:: What is required ::
What you return should match every record exactly, with the images removed.

Stored records

▬▬▬

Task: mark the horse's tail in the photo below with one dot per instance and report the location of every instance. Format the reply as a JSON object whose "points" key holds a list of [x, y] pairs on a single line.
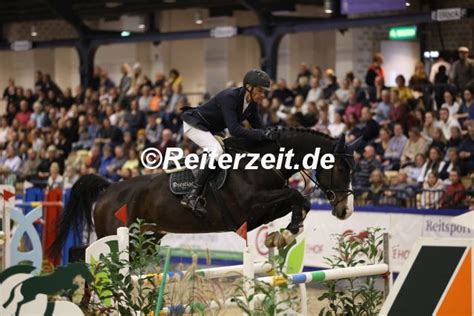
{"points": [[78, 211]]}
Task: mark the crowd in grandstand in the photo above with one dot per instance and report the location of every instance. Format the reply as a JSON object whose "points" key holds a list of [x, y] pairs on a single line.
{"points": [[417, 137]]}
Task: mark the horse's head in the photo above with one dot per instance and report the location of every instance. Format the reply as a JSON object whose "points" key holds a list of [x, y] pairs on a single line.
{"points": [[336, 182]]}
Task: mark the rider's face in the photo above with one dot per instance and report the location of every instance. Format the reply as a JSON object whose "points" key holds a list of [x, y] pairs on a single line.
{"points": [[258, 94]]}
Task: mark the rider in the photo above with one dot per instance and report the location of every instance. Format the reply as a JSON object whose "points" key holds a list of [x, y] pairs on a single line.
{"points": [[225, 110]]}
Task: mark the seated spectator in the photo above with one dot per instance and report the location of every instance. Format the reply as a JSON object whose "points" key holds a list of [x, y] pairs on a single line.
{"points": [[438, 139], [429, 125], [394, 150], [153, 130], [381, 109], [316, 92], [70, 177], [456, 137], [414, 170], [369, 127], [404, 93], [23, 117], [55, 179], [452, 164], [400, 191], [415, 145], [377, 187], [283, 94], [341, 96], [446, 122], [337, 128], [105, 160], [145, 99], [381, 143], [466, 149], [435, 163], [12, 161], [116, 164], [365, 166], [454, 195], [353, 107], [451, 104], [432, 191]]}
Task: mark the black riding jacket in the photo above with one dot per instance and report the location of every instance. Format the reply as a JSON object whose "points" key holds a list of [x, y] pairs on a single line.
{"points": [[225, 111]]}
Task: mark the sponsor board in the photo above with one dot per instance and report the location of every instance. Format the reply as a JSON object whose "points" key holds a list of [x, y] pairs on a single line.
{"points": [[320, 229]]}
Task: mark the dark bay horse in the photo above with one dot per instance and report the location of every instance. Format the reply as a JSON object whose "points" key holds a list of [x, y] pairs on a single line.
{"points": [[253, 196]]}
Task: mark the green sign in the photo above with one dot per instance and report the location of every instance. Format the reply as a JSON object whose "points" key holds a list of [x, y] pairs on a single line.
{"points": [[402, 32]]}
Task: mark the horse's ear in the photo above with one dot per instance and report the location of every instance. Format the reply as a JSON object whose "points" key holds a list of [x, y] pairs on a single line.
{"points": [[340, 144], [352, 146]]}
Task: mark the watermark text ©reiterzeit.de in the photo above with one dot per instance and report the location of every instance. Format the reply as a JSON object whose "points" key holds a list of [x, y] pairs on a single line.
{"points": [[152, 158]]}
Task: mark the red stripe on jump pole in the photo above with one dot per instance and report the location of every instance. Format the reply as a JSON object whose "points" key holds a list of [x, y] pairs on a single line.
{"points": [[51, 213]]}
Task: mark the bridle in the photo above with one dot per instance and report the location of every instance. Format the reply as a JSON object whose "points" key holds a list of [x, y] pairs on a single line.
{"points": [[330, 192]]}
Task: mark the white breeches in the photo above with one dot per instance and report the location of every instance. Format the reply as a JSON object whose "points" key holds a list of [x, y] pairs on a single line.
{"points": [[203, 139]]}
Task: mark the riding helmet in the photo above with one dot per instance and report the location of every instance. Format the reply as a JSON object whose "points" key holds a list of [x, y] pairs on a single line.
{"points": [[257, 78]]}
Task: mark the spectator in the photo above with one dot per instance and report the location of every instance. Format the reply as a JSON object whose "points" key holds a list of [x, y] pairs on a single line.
{"points": [[377, 187], [381, 109], [365, 166], [23, 117], [283, 94], [466, 149], [370, 128], [454, 195], [315, 93], [452, 164], [463, 69], [55, 179], [436, 67], [432, 191], [404, 93], [446, 122], [145, 99], [394, 150], [451, 104], [414, 170], [434, 163], [429, 125], [337, 128], [415, 145], [438, 139], [341, 96], [400, 191], [375, 70]]}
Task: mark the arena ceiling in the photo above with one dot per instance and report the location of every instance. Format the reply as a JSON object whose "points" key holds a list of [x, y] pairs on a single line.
{"points": [[27, 10]]}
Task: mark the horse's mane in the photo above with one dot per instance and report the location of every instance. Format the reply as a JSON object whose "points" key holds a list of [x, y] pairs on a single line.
{"points": [[249, 144]]}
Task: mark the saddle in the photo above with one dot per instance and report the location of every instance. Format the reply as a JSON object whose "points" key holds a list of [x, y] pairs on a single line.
{"points": [[181, 179]]}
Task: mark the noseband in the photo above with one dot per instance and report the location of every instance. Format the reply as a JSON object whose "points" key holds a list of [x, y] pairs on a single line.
{"points": [[331, 192]]}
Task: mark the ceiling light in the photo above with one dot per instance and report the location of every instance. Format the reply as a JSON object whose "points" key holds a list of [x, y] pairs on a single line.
{"points": [[198, 18], [33, 31]]}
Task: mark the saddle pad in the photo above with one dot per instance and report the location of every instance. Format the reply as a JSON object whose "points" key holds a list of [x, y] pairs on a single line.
{"points": [[181, 181]]}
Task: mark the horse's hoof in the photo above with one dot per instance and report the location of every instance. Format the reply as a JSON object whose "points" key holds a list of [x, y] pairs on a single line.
{"points": [[288, 236], [270, 240]]}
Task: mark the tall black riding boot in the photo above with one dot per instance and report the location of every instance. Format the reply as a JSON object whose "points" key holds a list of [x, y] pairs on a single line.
{"points": [[194, 199]]}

▬▬▬

:: Written answer ::
Task: mark the horse's tail in the photo below with one dot per instance and report the location of every instance. Format the reply as a JSON object whose "points" key holds a list of [x, y] pairs on a single line.
{"points": [[78, 211]]}
Task: mark the crowd in grandstand in the photo above with one dot per instance and report the location of every instance. Format the reply as a JSON object whose "points" key holds a list of [x, y] pairs on a single line.
{"points": [[417, 137]]}
Task: mark the horse's head in the photo above with one dot per instance and report the location of every instance. Format the reply as a JSON object whose "points" key holds a list of [x, y] pairs on a single line.
{"points": [[336, 182]]}
Task: mark the rider's face in the photo above with one dot per instance and report the location of every instance. Format the reply as a JSON object whose "points" key holds a list of [x, y] pairs on a single line.
{"points": [[258, 94]]}
Task: mark the rider in the photo above with one dot per instance and report the location of every instance. Format the reply as a JSON object whose "points" key holds a list of [x, y] pairs on a single line.
{"points": [[225, 110]]}
Task: mark the seated spectator in the photo above with one dot per instance and report the location of every instance. Format the reply as a JSON object whose "points" key holds a list of [x, y] pairs on a single line.
{"points": [[438, 139], [429, 125], [394, 150], [153, 130], [381, 109], [316, 92], [70, 177], [456, 137], [414, 170], [369, 127], [404, 93], [23, 117], [55, 179], [452, 164], [400, 191], [415, 145], [377, 187], [283, 94], [341, 96], [446, 122], [337, 128], [105, 160], [145, 99], [381, 143], [466, 149], [435, 163], [12, 161], [116, 164], [365, 166], [454, 195], [353, 107], [451, 104], [432, 191]]}
Task: mark the black riding jacket in the photo above with one dot per instance and report the location of every instance. Format the reply as a JSON object whose "points" key holds a list of [x, y] pairs on a single line.
{"points": [[225, 111]]}
Task: mark the sponsor board in the photo above with one dot per instance and report the location of every instance. Format the reply as a JSON object whose "points" key holds a list of [x, y] pairs on a single line.
{"points": [[320, 229]]}
Task: mark the dark bay horse in the photo above with one dot per instance and report the location of every instance. Format the reply as a JSON object whose "points" key holds a list of [x, y] pairs on a single line.
{"points": [[253, 196]]}
Task: mark the green sign in the photo above with one dot per instance and report the location of every instance. Format the reply as a JSON object whose "points" key holds a list of [x, y] pairs on a single line.
{"points": [[402, 32]]}
Task: mark the horse's ear in the photo above with one dot per instance and report the location of every instance. Format the reply as a JSON object whose "points" key holds a list of [x, y] pairs on a single line.
{"points": [[340, 144], [352, 146]]}
Task: mark the watermark text ©reiterzeit.de in the photo above with one dot per instance and report the location of every instance. Format the reply as a JSON object whose "points" key holds a list of [x, y] pairs on a single line.
{"points": [[152, 158]]}
Task: mark the red stripe on jump pole in the photo above with one dot per instance and report the location of every instance. Format the reply as a JSON object whose "points" key holds a list of [x, y] pairs on a single line.
{"points": [[51, 213]]}
Task: mark the bridle in the photo above with one dot per instance and report the location of every instance. Format the reply as a JSON object whose "points" key holds a list of [x, y] pairs on a single line.
{"points": [[330, 192]]}
Task: mark the white breeches in the photo above with one dot per instance and report the location of every instance. Format the reply as a JSON object whose "points" key holds a list of [x, y] pairs on a single line.
{"points": [[203, 139]]}
Task: mark the riding helmet in the photo above with one dot per instance and report the location of every instance. Format the reply as a JSON object whose "points" key holds a list of [x, y] pairs on a single line.
{"points": [[257, 78]]}
Task: mark the spectator in the photo above with one dot per instance and report the location of every instance. Format the reply as a JSON object whose "points" key holds a list of [x, y] pairs on a single line.
{"points": [[377, 187], [381, 109], [365, 166], [23, 117], [283, 94], [466, 149], [370, 128], [454, 195], [315, 93], [452, 164], [463, 69], [55, 179], [436, 67], [432, 191], [404, 93], [446, 122], [145, 99], [394, 150], [451, 104], [414, 170], [434, 163], [429, 125], [337, 128], [415, 145], [438, 139], [341, 96], [400, 191], [375, 70]]}
Task: mark the arena ceiling in the photo above with one dot per instance and report the location of every instance. Format the reply as a JSON object whose "points" key holds a list of [x, y] pairs on a single line.
{"points": [[27, 10]]}
Task: mark the horse's mane in the photo above with one dot per instance and report the location of every instance. Format the reply as a JSON object whose "points" key holds a list of [x, y] pairs on a single line.
{"points": [[249, 144]]}
Task: mark the saddle in the photo above with one dot per instance and report the location of every instance. Format the reply as a JSON object whose "points" key holds a list of [x, y] pairs on a single line.
{"points": [[181, 179]]}
Task: mark the noseband in the photo above with one dot per instance and report the location of every instance. Format the reply as a JSON object whose "points" key holds a list of [x, y] pairs on a single line.
{"points": [[331, 192]]}
Task: mark the ceiling light in the photo above with one dot per instance and report the location of every instance. Format the reply as a JSON object whose "points" key holds a list of [x, y] pairs on a single line.
{"points": [[198, 18], [33, 31]]}
Task: mark the saddle pad in the photo above with one dot per instance and report the location of every instance. Format the reply as a JSON object whose "points" key holds a list of [x, y] pairs on a single line.
{"points": [[181, 181]]}
Task: mark the horse's hoof in the photo above with one dot per instance and report the location of every instance. Format the reply as a JSON object whose "points" key holds a list of [x, y] pairs on a single line.
{"points": [[288, 236], [270, 240]]}
Task: mark the tall black riding boot in the photo above with one dot per instance and report the location of every instance. Format the reply as a JSON object whose "points" key holds a list of [x, y] pairs on a single line.
{"points": [[194, 199]]}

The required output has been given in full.